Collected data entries
———

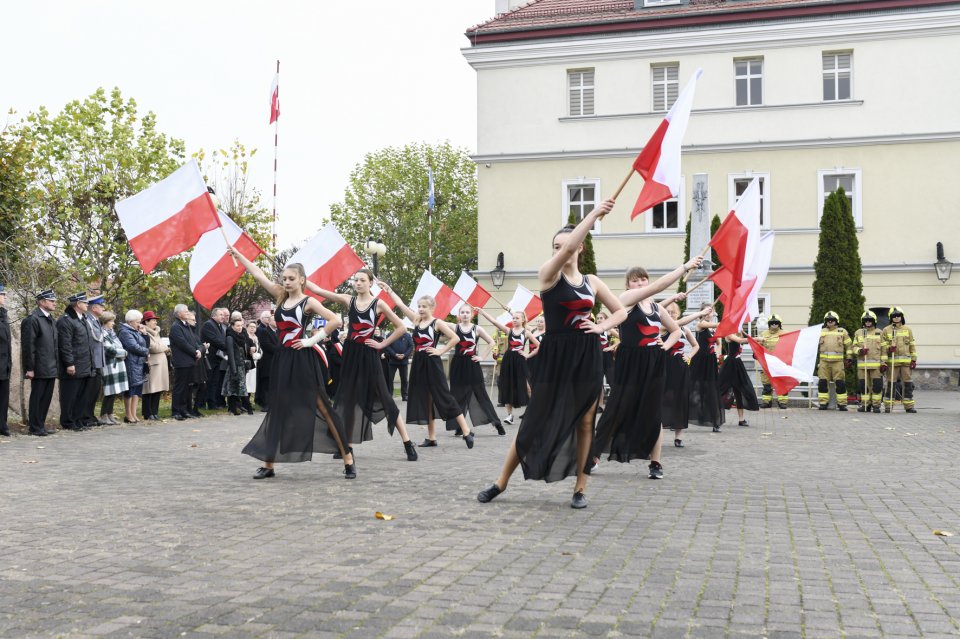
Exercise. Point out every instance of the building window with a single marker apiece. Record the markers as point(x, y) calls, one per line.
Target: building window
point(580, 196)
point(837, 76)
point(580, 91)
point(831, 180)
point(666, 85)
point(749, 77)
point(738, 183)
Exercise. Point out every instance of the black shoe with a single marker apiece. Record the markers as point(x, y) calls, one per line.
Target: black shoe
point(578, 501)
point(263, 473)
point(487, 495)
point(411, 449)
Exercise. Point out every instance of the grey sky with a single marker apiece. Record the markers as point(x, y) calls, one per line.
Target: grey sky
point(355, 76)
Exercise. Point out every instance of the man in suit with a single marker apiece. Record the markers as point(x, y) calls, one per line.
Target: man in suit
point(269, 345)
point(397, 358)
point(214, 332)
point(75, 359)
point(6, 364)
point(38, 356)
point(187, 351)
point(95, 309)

———

To do >> The output must match the records word for word, except that no pictures appear.

Expected answer >>
Exercise. Point out every instance of the building window with a single marker apiece. Record the markers as point(x, y) calls, one per line.
Target: building window
point(580, 196)
point(837, 76)
point(580, 91)
point(831, 180)
point(666, 85)
point(749, 77)
point(738, 183)
Exercise. Point out every instance of the black shoe with a single marker apiece. Record the markers as point(x, y) calls, one per line.
Target: black shoe
point(578, 501)
point(263, 473)
point(487, 495)
point(411, 449)
Exercise. Point out every instance of the grey sky with a single marker apiece. Record the markers as point(x, y) calls, one per line.
Target: grey sky
point(355, 76)
Exercise. Point out every instance of the man in suit with a single marker apiece. Record the markers as point(x, y) calls, one per line.
Target: man in suit
point(269, 345)
point(397, 358)
point(214, 332)
point(75, 359)
point(6, 364)
point(38, 356)
point(187, 351)
point(95, 309)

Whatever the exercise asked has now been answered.